**TO-DO LIST:**
1. From the Edison kernel thread, extract the passage that begins at the words "Yes I know." and stops after the words "cases without mounting.", copying it without alteration.
2. In the Edison kernel thread, condense the paragraph beginning "Here I am inside your buildroot initrd" into a brief list that keeps its main facts.
3. Carry on the Edison kernel thread from its final sentence, continuing in the same voice.

**SELECTED EXCERPT:**
□ □ □ □ □ □ □

Unbelievable, seems I uploaded the wrong config. I just double checked 
to see if any other differences:

scripts/diffconfig config-6.0.0-edison-acpi-standard-bad 
config-6.0.0-edison-acpi-standard-good
  GENERIC_PHY n -> y
  PHY_TUSB1210 n -> y

>
>>> https://drive.google.com/drive/folders/1H28AL1coPPZ2kLTYskDuDdWo-oE7DRPH?usp=sharing
>>> let's see how it behaves on your setup. There's also the U-Boot binary
>> Ok, it's getting weirder and weirder. The following is with my U-Boot
>> and your kernel/initrd
>>
>> 1) I placed them in /boot which is on my btrfs partition on the emmc (my
>> U-Boot has btrfs enabled)
>>
>> Linux kernel version 6.0.0-edison-acpi-standard
>> (andreysm@...tunefw-builder) #8 SMP PREEMPT_DYNAMIC Sat Oct 15 18:47:19
>> UTC 2022
>> Building boot_params at 0x00090000
>> Loading bzImage at address 100000 (12064480 bytes)
>> Initial RAM disk at linear address 0x06000000, size 25165824 bytes
>> Kernel command line: "quiet root=/dev/mmcblk0p8
>> rootflags=subvol=@,compress=lzo rootfstype=btrfs console=ttyS2,115200n8
>> earlyprintk=ttyS2,115200n8,keep loglevel=4 systemd.unit=multi-user.target"
>> Kernel loaded at 00100000, setup_base=00090000
>>
> You shouldn't be using root from you storage since:
>    a) the initrd I uploaded is self-containing, it doesn't need anything else

Yes I know. With the Yocto image we build our own that does switchroot.

Here I am inside your buildroot initrd, no fs from the emmc are mounted. 
According to dmesg btrfs module is loaded later then dwc3, and scans 
(finds) the btrfs partition in all cases without mounting.

□ □ □ □ □ □ □

**RECORD EXCERPTS:**
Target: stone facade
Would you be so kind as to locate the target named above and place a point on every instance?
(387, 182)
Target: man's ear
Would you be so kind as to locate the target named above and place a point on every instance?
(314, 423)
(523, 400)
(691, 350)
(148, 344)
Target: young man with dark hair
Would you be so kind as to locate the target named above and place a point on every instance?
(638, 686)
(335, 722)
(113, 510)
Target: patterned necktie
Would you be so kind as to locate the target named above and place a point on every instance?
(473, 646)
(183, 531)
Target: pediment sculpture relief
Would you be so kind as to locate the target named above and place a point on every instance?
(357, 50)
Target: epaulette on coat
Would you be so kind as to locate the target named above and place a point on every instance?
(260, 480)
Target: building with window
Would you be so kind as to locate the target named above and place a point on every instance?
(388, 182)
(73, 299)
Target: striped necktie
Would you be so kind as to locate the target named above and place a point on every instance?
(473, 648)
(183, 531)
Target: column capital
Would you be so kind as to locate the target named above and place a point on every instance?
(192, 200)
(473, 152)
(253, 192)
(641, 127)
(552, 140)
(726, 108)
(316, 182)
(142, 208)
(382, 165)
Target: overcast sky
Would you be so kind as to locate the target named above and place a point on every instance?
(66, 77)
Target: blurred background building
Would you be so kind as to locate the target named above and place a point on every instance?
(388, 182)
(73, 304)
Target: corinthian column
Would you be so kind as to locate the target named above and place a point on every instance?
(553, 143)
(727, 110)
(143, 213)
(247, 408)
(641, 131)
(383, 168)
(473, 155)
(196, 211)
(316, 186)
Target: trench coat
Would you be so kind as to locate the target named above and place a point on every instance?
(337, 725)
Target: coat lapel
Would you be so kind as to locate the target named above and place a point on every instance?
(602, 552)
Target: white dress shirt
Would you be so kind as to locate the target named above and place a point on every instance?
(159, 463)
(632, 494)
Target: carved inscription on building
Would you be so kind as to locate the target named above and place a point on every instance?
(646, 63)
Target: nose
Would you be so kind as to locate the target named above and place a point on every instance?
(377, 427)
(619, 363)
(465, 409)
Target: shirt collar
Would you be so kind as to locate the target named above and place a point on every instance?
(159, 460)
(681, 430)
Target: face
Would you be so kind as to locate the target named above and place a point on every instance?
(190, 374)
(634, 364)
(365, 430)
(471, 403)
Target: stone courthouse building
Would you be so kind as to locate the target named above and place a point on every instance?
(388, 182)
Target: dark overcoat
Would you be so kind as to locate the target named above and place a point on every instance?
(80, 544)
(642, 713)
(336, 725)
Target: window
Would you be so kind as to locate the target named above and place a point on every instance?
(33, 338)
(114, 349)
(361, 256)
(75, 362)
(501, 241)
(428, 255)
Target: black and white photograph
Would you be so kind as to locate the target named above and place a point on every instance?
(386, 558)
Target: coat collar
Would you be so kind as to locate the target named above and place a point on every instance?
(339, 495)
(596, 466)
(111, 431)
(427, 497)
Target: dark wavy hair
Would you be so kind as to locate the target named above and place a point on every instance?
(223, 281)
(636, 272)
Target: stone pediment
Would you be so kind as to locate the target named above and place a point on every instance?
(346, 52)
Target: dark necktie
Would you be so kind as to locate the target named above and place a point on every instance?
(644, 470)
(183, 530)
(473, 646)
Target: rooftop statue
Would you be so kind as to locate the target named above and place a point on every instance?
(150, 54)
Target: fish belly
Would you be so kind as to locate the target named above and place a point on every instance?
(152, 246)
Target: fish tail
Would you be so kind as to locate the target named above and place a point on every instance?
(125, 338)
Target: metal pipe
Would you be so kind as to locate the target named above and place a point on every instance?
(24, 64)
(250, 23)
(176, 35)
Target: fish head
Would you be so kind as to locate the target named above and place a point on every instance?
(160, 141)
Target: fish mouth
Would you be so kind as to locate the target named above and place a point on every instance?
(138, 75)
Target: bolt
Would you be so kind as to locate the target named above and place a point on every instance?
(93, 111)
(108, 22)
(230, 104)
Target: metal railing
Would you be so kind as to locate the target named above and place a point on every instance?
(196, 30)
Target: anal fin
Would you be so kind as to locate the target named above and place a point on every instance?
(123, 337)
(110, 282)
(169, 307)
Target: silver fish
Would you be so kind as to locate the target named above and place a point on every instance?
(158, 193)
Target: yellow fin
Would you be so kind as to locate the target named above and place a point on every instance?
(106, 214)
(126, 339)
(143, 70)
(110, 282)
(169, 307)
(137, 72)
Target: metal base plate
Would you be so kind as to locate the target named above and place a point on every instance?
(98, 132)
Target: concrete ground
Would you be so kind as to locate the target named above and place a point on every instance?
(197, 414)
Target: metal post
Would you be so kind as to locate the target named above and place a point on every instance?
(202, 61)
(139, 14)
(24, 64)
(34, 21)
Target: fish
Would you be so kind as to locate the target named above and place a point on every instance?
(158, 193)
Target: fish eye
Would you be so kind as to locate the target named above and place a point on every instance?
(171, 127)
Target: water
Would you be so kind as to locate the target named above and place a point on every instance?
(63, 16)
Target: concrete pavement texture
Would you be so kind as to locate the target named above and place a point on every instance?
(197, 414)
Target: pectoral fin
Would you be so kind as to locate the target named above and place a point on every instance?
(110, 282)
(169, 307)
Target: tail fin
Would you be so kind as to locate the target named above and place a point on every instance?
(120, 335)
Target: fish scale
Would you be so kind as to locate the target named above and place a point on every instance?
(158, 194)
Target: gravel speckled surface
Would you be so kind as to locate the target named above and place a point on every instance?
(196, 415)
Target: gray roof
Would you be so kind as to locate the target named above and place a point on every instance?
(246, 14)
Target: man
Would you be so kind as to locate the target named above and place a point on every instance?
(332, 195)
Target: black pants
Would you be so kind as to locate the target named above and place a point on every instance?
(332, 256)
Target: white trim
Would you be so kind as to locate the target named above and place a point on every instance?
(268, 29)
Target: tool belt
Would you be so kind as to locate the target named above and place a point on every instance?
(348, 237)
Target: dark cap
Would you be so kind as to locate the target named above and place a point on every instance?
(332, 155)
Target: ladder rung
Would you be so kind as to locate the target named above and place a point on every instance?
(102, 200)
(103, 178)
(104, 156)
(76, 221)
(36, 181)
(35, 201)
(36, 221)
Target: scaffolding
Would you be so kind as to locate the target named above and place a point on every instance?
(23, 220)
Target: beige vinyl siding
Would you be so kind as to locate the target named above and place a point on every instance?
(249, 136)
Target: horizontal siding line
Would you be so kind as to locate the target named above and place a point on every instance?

□ □ □ □ □ □ □

**RESPONSES TO THE EXERCISE:**
1.
Yes I know. With the Yocto image we build our own that does switchroot.

Here I am inside your buildroot initrd, no fs from the emmc are mounted. 
According to dmesg btrfs module is loaded later then dwc3, and scans 
(finds) the btrfs partition in all cases without mounting.

2.
- The writer is working inside the other party's buildroot initrd, and no filesystem from the eMMC is mounted.
- According to dmesg, the btrfs module loads after dwc3.
- In all cases, btrfs scans and finds the btrfs partition without mounting it.

3.
>    b) your local data is another variable we don't want to introduce
>
> just "rootfstype=ramfs" should be enough for this and
>
>   root=/dev/mmcblk0p8 rootflags=subvol=@,compress=lzo rootfstype=btrfs
>
> should be dropped.

After some experimenting it appears "rootfstype=btrfs" causes the 
buildroot rootfs to fail probing tsub1210.

I think you should be able to reproduce this.

However, changing "rootfstype=ramfs" for my (yocto) image (which 
probably should be the right thing to do now I think about it) does not 
resolve the failing to probe tsub1210. Comparing the dmesg with the 
buildroot one shows that in my case a lot of stuff happens prior to dwc3:

raid6 does speed testing (this is used by btrfs)

btrfs is loaded

sdhci probed

acpi tables (for edison-arduino) loaded into configfs

external gpio muxes setup

finally xhci (tusb1210 is before this on the buildroot image)


>
>> Usb drive is not detected regardless booting with stick plugged or
>> plugging later on.
>>
>> # lsusb
>> Bus 001 Device 001: ID 1d6b:0002
>> Bus 002 Device 001: ID 1d6b:0003
>>
>> No TUSB1210 probed
>>
>> # dmesg | grep dwc3
>> #
>>
>> 2) I placed them in my vfat rescue partition
>>
>> Linux kernel version 6.0.0-edison-acpi-standard
>> (andreysm@...tunefw-builder) #8 SMP PREEMPT_DYNAMIC Sat Oct 15 18:47:19
>> UTC 2022
>> Building boot_params at 0x00090000
>> Loading bzImage at address 100000 (12064480 bytes)
>> Initial RAM disk at linear address 0x06000000, size 25165824 bytes
>> Kernel command line: "debugshell=0 tty1 console=ttyS2,115200n8
>> root=/dev/mmcblk0p7 rootfstype=vfat systemd.unit=multi-user.target"
>> Kernel loaded at 00100000, setup_base=00090000
>>
>> Usb drive is detected.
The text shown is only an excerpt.